## Stored data
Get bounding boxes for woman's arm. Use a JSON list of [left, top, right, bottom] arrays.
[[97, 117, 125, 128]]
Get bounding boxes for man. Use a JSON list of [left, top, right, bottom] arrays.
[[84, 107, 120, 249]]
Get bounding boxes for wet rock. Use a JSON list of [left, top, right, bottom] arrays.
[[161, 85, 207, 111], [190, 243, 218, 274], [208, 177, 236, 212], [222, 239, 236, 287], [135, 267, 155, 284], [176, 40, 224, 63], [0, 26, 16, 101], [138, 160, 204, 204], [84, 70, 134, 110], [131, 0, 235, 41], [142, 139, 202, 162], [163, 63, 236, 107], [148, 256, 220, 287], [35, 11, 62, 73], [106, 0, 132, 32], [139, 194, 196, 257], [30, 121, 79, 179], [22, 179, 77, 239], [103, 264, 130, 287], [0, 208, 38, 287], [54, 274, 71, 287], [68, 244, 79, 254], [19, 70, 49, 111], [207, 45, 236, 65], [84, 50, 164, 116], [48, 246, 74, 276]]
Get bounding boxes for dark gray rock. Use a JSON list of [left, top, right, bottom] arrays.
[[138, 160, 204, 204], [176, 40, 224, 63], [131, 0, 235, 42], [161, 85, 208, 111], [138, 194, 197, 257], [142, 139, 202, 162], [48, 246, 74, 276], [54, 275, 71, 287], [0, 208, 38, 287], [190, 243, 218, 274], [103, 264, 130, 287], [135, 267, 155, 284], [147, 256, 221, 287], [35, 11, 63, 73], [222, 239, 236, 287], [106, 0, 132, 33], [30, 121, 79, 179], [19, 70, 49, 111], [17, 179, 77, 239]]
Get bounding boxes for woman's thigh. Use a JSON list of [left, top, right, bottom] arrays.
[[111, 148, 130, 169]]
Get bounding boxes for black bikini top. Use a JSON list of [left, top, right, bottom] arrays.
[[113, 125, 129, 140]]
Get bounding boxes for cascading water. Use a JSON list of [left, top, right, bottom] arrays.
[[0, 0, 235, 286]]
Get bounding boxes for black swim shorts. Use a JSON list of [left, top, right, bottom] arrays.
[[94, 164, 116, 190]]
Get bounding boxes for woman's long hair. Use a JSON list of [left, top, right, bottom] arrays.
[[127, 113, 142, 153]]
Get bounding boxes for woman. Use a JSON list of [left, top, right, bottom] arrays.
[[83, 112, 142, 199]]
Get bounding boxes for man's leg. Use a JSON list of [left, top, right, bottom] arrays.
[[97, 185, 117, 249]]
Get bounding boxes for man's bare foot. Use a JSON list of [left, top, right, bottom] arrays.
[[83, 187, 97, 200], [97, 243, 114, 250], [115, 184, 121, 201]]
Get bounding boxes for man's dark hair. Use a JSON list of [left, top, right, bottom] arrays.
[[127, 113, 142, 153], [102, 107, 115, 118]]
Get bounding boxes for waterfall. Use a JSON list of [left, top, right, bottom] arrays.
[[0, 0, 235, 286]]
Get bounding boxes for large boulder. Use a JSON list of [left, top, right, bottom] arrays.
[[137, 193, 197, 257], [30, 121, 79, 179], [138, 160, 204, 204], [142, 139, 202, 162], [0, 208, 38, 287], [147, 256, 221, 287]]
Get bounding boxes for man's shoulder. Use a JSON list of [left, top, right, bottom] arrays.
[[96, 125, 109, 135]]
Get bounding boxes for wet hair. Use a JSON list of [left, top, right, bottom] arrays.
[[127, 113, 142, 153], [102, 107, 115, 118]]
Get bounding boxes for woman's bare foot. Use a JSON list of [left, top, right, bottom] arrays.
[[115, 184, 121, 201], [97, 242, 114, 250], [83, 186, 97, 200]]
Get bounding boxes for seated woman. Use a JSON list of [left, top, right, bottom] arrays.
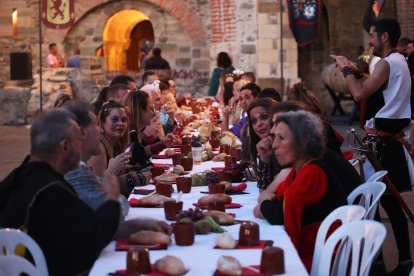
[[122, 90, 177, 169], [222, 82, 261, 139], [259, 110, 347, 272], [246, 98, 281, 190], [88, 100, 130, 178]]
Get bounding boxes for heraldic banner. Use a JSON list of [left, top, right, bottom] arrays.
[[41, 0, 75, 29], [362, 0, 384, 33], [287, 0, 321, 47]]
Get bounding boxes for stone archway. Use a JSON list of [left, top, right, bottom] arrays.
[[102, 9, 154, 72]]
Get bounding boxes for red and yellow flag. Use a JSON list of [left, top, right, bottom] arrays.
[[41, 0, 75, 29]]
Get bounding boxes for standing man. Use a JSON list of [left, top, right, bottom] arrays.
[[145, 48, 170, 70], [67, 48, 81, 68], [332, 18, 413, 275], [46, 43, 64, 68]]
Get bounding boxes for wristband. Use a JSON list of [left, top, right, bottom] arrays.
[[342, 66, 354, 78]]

## What you will do
Leave the pictures behind and repeat each entry exactly.

## Solution to the problem
Get bounding boxes for woman's arm. Use a JSON list of [left, top, right, bottom] arrays.
[[97, 117, 125, 128]]
Get bounding boxes for man. Use a JSON list of [left, top, right, bottom] arrays.
[[84, 107, 120, 249]]
Get bounding boxes for wet rock. Use a JSON list of [left, top, right, bottom] arrays.
[[161, 85, 207, 111], [190, 243, 218, 274], [208, 177, 236, 212], [222, 239, 236, 287], [135, 267, 155, 284], [176, 40, 224, 63], [0, 26, 16, 101], [138, 160, 204, 204], [84, 70, 134, 110], [131, 0, 235, 41], [142, 139, 202, 162], [163, 63, 236, 107], [148, 256, 220, 287], [35, 11, 62, 73], [106, 0, 132, 32], [139, 194, 196, 257], [30, 121, 79, 179], [22, 179, 77, 239], [103, 264, 130, 287], [0, 208, 38, 287], [54, 274, 71, 287], [68, 244, 79, 254], [19, 70, 49, 111], [207, 45, 236, 65], [84, 50, 164, 116], [48, 246, 74, 276]]
Get bounding boxes for dark gray rock. Use a JSON list of [left, top, right, bottom] arrays.
[[138, 160, 204, 204], [176, 40, 224, 63], [131, 0, 235, 42], [161, 85, 208, 111], [138, 194, 197, 257], [142, 139, 202, 162], [48, 246, 74, 276], [54, 275, 71, 287], [0, 208, 38, 287], [190, 243, 218, 274], [103, 264, 130, 287], [135, 267, 155, 284], [147, 256, 221, 287], [35, 11, 63, 73], [222, 239, 236, 287], [106, 0, 132, 33], [30, 121, 79, 179], [19, 70, 49, 111], [17, 179, 77, 239]]
Get bounding boxes for woman's thigh. Use a JSON list of [left, top, right, bottom] arrays.
[[111, 148, 130, 169]]
Get bounding boxes for black bikini top. Use a JSON list of [left, top, right, bottom] arrays.
[[113, 125, 129, 140]]
Get bounding boxes for cascading water. Use a JSON list of [left, top, right, bottom] arrays.
[[0, 0, 235, 286]]
Get bounding boxes for black swim shorts. Use a JSON list of [left, top, right, bottom] arrays.
[[94, 164, 116, 190]]
Get bounding boxes for woman's long hair. Use a JSON list of [left, top, right, bottom] arrays.
[[127, 113, 142, 153]]
Get bounding boxes for woman. Use a JSON list of [left, top, right, bottom] arrays.
[[83, 112, 142, 199]]
Get bounding boxes for man's leg. Use a JSON list of [left, top, right, bottom] arrays.
[[97, 185, 117, 249]]
Get bounding boxes for man's bare foot. Use a JSON list of [left, top, right, bottom] arrays.
[[83, 187, 97, 200], [97, 243, 114, 250], [115, 184, 121, 201]]
Get bounding boxes for man's dark hair. Use a JSON list of [left, top, right, bottom] arrays.
[[127, 113, 142, 153], [102, 107, 115, 118]]
Get bounding boxes for waterfall. Use a JSON list of [left, top, right, bottom] arrays.
[[0, 0, 235, 286]]
Get bounding boxes for large boulder. Use a JSON list of [left, top, right, bottom] arrays.
[[137, 193, 197, 257], [30, 121, 79, 179], [138, 160, 204, 204], [142, 139, 202, 162], [0, 208, 38, 287], [147, 256, 221, 287]]
Get bounding boxes for man's shoulder. Use a JSON list of [left, top, right, bottom] arrays.
[[96, 125, 109, 135]]
Get bounding boxes for wet hair. Use a JSON list of [left, top, right, bottom] arrays.
[[127, 113, 142, 153], [102, 107, 115, 118]]
Get bounding boxes for woman's bare foot. Use a JSON list of [left, top, right, bottom] arrays.
[[115, 184, 121, 201], [97, 242, 114, 250], [83, 186, 97, 200]]
Get bounding boxes for seated woman. Use a JSON list of [left, top, right, bottom] arrays.
[[122, 90, 177, 169], [222, 82, 261, 139], [259, 110, 347, 272], [246, 98, 281, 190], [88, 100, 130, 178]]
Get bounding boxes for heraldic banner. Use a JSON list of [left, top, right, bottom] arrays.
[[41, 0, 75, 29], [362, 0, 384, 33], [287, 0, 321, 47]]
Get bounding boxes for stone archway. Use a JSON list of [left, top, right, bottom] arrays.
[[102, 9, 154, 72]]
Get bounding boxes for red and yellow flag. Use a JSON list of [left, top, right, bottom] arrays.
[[41, 0, 75, 29]]
Get bounding boxes for standing man. Use a JSON list of [left, top, right, bottom] arrays.
[[145, 48, 170, 70], [67, 48, 81, 68], [332, 18, 413, 275], [46, 43, 64, 68]]
Get bounding boxes for wristband. Use a JSON list of [left, top, right, bottom] arrays.
[[342, 66, 354, 78]]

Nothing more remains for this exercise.